| WHAT THE TASK REQUIRES |
Repeat every line of the material, character for character.

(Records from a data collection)
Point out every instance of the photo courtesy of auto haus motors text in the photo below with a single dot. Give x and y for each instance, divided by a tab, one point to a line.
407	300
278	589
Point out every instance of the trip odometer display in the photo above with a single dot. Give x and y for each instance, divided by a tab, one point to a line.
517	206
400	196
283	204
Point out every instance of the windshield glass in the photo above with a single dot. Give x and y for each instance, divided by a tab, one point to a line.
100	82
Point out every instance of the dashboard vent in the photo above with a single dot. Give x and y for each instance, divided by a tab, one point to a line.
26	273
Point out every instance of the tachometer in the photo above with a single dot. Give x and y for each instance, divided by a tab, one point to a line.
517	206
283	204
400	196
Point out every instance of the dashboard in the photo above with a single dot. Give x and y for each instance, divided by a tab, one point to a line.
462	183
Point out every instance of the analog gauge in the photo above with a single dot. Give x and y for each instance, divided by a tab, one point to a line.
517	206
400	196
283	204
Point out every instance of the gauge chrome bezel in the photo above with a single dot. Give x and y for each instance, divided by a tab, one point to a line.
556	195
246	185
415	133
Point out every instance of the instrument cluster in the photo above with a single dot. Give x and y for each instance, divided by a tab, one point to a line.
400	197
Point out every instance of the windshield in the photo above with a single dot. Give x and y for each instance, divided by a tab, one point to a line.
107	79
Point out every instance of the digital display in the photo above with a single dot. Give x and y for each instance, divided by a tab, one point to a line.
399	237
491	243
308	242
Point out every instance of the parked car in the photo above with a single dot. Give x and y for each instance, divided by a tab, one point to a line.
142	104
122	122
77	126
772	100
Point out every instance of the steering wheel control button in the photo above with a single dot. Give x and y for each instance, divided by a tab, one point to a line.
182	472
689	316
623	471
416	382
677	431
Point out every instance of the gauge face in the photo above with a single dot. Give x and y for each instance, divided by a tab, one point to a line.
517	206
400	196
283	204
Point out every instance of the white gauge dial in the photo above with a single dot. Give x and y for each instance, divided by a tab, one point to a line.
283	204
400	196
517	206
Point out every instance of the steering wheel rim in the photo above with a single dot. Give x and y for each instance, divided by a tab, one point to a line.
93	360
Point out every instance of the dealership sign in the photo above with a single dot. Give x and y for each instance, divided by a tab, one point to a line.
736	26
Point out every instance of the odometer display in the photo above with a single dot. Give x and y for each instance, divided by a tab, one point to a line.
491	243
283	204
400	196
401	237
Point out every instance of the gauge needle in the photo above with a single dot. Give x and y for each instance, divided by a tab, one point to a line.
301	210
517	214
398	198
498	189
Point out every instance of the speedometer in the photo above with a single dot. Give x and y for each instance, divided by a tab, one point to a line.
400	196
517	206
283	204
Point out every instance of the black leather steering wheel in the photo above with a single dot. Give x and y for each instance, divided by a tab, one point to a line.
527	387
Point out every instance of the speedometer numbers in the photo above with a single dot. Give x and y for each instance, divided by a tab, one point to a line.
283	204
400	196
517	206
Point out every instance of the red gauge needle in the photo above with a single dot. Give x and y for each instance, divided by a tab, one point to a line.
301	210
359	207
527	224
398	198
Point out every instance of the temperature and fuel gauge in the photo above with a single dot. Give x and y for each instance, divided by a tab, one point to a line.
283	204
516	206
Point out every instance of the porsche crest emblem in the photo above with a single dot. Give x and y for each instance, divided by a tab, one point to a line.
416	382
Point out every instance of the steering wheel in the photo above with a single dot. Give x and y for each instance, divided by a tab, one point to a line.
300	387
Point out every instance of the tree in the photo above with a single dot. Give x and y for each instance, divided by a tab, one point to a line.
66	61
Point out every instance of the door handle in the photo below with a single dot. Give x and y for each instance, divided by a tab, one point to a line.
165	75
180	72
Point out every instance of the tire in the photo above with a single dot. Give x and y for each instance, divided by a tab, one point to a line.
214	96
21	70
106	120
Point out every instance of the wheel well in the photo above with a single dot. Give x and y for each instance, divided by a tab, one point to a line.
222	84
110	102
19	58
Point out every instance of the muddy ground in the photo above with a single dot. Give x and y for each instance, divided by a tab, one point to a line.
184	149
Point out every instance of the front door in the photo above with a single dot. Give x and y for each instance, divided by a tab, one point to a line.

| WRITTEN SOLUTION |
Point out every instance of the photo courtesy of auto haus motors text in the photo below with a single dot. Give x and y for each instance, divided by a tab, one point to a line.
407	300
278	589
Point out every instance of the trip odometer display in the photo above with a single dot. Give x and y for each instance, divided by a tab, one point to a line.
517	206
400	196
283	204
Point out every instance of the windshield glass in the photo above with a single dot. Give x and y for each instance, divided by a tab, one point to a line.
100	82
Point out every instance of the dashboard vent in the photo above with a single dot. Give x and y for each instance, divided by a tab, one point to a line.
26	273
Point out every instance of the tachometer in the photo above with a single dot. Give x and y for each instance, divided by a tab, one point to a line.
517	206
283	204
400	196
Point out every instance of the dashboard in the photo above with a single dot. Give x and y for each instance, divided by a tab, one point to a line.
462	183
Point out every instance of the analog gauge in the photo above with a single dot. Give x and y for each instance, divided by a tab, one point to a line.
517	206
400	196
283	204
Point out every instance of the gauge chrome bezel in the photo above with a single dot. Give x and y for each instance, divided by a tab, one point to a line.
556	195
246	185
415	133
Point out every instance of the instrument cluster in the photo above with a single dot. Give x and y for each instance, divided by a tab, one point to a line.
400	197
Point out every instance of the windshield in the photo above with a single dot. Give x and y for each instance, divided by a tab, one point to a line.
107	79
Point out every instance of the digital display in the photo above with a single dot. Give x and y for each instance, divided by a tab, one point to a line.
399	237
491	243
308	242
Point out every instance of the parked car in the photo above with a single dot. Give x and y for each instance, divided by a tab, one point to a line.
142	104
122	122
77	126
772	100
Point out every instance of the steering wheel control button in the photo above with a single dot. Give x and y for each instance, divided by a tab, one point to a line.
182	472
689	316
623	471
416	382
677	431
Point out every instance of the gauge face in the photo above with a single dot. Give x and y for each instance, divided by a tab, one point to a line.
517	206
400	196
283	204
Point out every instance of the white gauge dial in the photo above with a single dot. Give x and y for each instance, divided by a tab, one point to a line.
283	204
400	196
517	206
Point out every instance of the steering wheel rim in the photo above with a single dot. Give x and y for each instance, divided by a tab, one point to a line.
93	360
Point out every instance of the dealership sign in the photo above with a single dot. Give x and y for each instance, divided by a tab, one point to a line.
736	26
Point out every instance of the odometer display in the photo above with a single dot. Give x and y for each instance, divided by a tab, one point to a line.
491	243
283	204
400	196
401	237
Point out every instance of the gauge needle in the photo above with a single dot. Give x and y for each instance, divided by a tab, one point to a line.
301	210
517	214
398	198
498	189
Point out every instance of the speedometer in the photo above with a single dot. Give x and y for each instance, divided by a tab, one point to a line.
400	196
517	206
283	204
Point out every instance of the black leather steering wheel in the photo above with a single dot. Give x and y for each instance, divided by a tab, one point to a line.
527	387
Point out every instance of the speedometer numbers in the photo above with a single dot. Give x and y for each instance, divided by a tab, one point to a line.
283	204
400	196
517	206
Point out every instance of the red gauge needle in the photo above with a single dot. Give x and y for each instance, divided by a tab, one point to a line.
301	210
359	207
527	224
398	198
Point out every instance of the temperature and fuel gauge in the photo above with a single dot. Give x and y for each instance, divided by a tab, one point to a line.
283	204
516	206
Point out every instance of the porsche crest emblem in the photo above with a single dot. Give x and y for each instance, divided by a tab, one point to a line.
416	382
Point out every instance of the steering wheel in the photo above with a single dot. Give x and y for each instance, divided by a tab, one point to a line.
300	387
Point out every instance of the tree in the photo above with a single dot. Give x and y for each instance, divided by a tab, one point to a line.
66	61
Point out every instance of the door handle in the photo below with a single dot. Give x and y for each instance, divided by a tab, one point to a line.
165	75
180	72
Point out every instance of the tire in the photo above with a single dot. Give x and y for each instance, divided by a tab, one point to a line.
214	96
21	70
106	120
Point out every instance of the wheel well in the photo above with a single dot. Give x and y for each instance, divided by a tab, one point to a line.
222	84
110	102
19	58
Point out every instance of the muddy ground in the photo above with a single dot. Give x and y for each instance, divided by a tab, one point to a line.
184	149
Point out every instance of the front door in the photo above with a single dot. Give x and y for each instance, divided by a tab, one point to a line.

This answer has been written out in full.